Task input below:
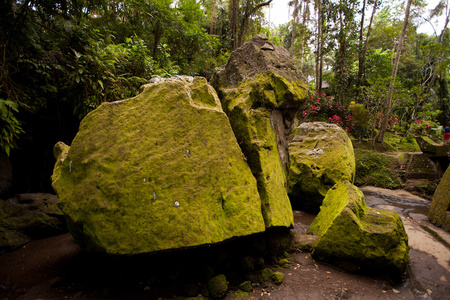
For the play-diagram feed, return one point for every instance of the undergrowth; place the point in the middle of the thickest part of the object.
(376, 169)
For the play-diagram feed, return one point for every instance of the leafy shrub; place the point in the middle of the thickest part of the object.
(9, 126)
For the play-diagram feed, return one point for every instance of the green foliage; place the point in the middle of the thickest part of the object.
(400, 142)
(10, 126)
(362, 125)
(377, 169)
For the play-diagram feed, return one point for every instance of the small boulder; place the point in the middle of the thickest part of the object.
(321, 155)
(159, 171)
(261, 91)
(439, 213)
(357, 237)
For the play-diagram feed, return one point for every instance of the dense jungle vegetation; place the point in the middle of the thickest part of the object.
(369, 69)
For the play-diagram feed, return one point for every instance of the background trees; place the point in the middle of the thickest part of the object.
(355, 43)
(60, 59)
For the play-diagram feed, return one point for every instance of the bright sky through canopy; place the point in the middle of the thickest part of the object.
(280, 13)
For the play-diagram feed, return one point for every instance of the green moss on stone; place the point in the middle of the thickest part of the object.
(159, 171)
(321, 155)
(250, 106)
(284, 263)
(218, 286)
(240, 294)
(350, 231)
(277, 278)
(266, 274)
(439, 210)
(246, 286)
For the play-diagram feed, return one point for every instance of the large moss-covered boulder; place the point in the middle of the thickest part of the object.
(261, 90)
(321, 155)
(357, 237)
(439, 213)
(162, 170)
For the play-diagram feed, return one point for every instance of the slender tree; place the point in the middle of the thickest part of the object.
(387, 110)
(364, 45)
(442, 7)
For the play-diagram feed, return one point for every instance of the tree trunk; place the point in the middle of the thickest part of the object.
(319, 59)
(234, 16)
(440, 41)
(387, 110)
(249, 11)
(363, 51)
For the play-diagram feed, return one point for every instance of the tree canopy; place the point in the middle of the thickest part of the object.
(61, 59)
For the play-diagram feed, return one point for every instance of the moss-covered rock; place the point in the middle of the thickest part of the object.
End of Task input.
__Work instructions__
What this calls for is a word-for-word copy of the listing above, pictures excluded.

__Solution to this problem__
For the play-diagram feed, return one point for every instance of the undergrowth; place the point in the middle of the thickest part of the object.
(376, 169)
For the play-diagram feed, return one point for every instance of the leafy shrub; place the point in the middle of the thickest part of the object.
(9, 126)
For the play-diagram feed, return one point for every instance of the green foliage; place the point in the middle of the thickest part of the object.
(400, 142)
(10, 126)
(362, 125)
(377, 169)
For the play-diagram feed, return one point for every instance of the small boulder; place the point in the middle of the thickest part of the object.
(321, 155)
(159, 171)
(261, 91)
(439, 213)
(357, 237)
For the play-diagram feed, return one point for every instance of the dense jungle vegetation; place the point in the middle of the thickest part of the object.
(369, 69)
For the play-diagram feed, return one point for every instance of the background trees; place the point in the middle of the thickest part of the object.
(355, 43)
(60, 59)
For the play-diagram feed, return one point for every instance of the bright sky through canopy; place the point in the middle of the thickest part of the object.
(280, 13)
For the play-diagram feed, return one point for every instance of the green moss on stone; place the point in the middle of the thickest part of the object.
(159, 171)
(321, 155)
(250, 106)
(284, 263)
(218, 286)
(240, 294)
(350, 231)
(277, 278)
(266, 274)
(439, 210)
(246, 286)
For the play-diagram feed, return one point for every instance of the large moss-covered boulder; place the point in the middle of the thickest part of the object.
(261, 90)
(321, 155)
(357, 237)
(439, 213)
(162, 170)
For the play-diagram feed, return one point for every instance of the slender tree; place the point in the middle of the thickest part of the object.
(387, 110)
(364, 45)
(442, 7)
For the play-diagram feed, return one point for every instance of the tree trunk; place the point in the middle of the thickest part of the object.
(319, 59)
(234, 16)
(440, 41)
(387, 110)
(249, 11)
(363, 51)
For the play-diagram feed, return one point for every instance of the tree canopy; place the point in the middle of the thickest part of the object.
(61, 59)
For the play-diagram feed, return one point for every instance of the moss-covered rock; place the point in the middle of the thickest part of the object.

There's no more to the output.